# Exercise 1:
List every guarantee that the UNAIDS press statement on Ukraine says the State Law on AIDS provides, with the group each one covers.
# Exercise 2:
Resume the UNAIDS press statement on Ukraine, writing on from its final sentence.

Press statement

UNAIDS urges Ukrainian Government to ensure continuity of HIV services and commends endorsement of new law promoting a human rights-based approach to AIDS

GENEVA, 31 January 2011—The Joint United Nations Programme on HIV/AIDS (UNAIDS) is concerned about reported government-led investigations of programmes run by the All-Ukrainian Network of People Living with HIV and other non-governmental organizations working in the field of AIDS across Ukraine. UNAIDS calls on the Government of Ukraine to ensure the investigations do not lead to a disruption of HIV services provided by these organizations to thousands of people.

The All-Ukrainian Network of People Living with HIV and other community and non-governmental organizations play a key role in Ukraine’s response to the HIV epidemic. Working together, the Ukrainian government and civil society organizations have achieved considerable success in providing services for HIV prevention, treatment, care and support to populations at higher risk of HIV infection and people living with HIV.

UNAIDS commends the Government of Ukraine on the recently endorsed State Law on AIDS that promotes a human rights-based AIDS response. The law guarantees harm reduction services—including needle exchange and substitution treatment—for people who inject drugs; confidentiality of HIV status for people living with HIV; post-exposure prophylaxis for health care providers and victims of sexual violence; and independent access to HIV-related services for adolescents.

# Records in a dataset:
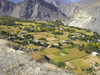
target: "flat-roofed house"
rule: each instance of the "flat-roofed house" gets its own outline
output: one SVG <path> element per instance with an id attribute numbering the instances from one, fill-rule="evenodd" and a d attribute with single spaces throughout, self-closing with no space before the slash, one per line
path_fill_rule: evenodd
<path id="1" fill-rule="evenodd" d="M 93 54 L 94 56 L 99 56 L 99 55 L 100 55 L 100 54 L 97 53 L 97 52 L 92 52 L 92 54 Z"/>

# Response 1:
- Harm reduction services, including needle exchange and substitution treatment, for people who inject drugs
- Confidentiality of HIV status for people living with HIV
- Post-exposure prophylaxis for health care providers and victims of sexual violence
- Independent access to HIV-related services for adolescents

# Response 2:
This endorsement of the provision of harm reduction services for people who inject drugs—an evidence-informed measure that has proven effective in many countries, including Ukraine, and endorsed by UNAIDS, WHO and UNODC—will strengthen existing programmes run jointly by the government and non-governmental organizations.

“This law represents a major turning point for the AIDS response in Eastern Europe,” said UNAIDS Executive Director Michel Sidibé. “The new law must be fully implemented by all parts of the government in letter and spirit.”

With this law, Ukraine also joins a growing list of countries that have lifted entry, stay and residence restrictions for non-nationals living with HIV, aligning the country’s HIV legislation with international public health, social and human rights protection standards.

The new law represents an important commitment by Ukraine to the country’s HIV epidemic, which remains the most severe in all of Europe. HIV prevalence in Ukraine is estimated at 1.3% and annual HIV diagnoses in the country have more than doubled since 2001. Between 39% and 50% of the estimated 375 000 people who inject drugs in Ukraine are living with HIV.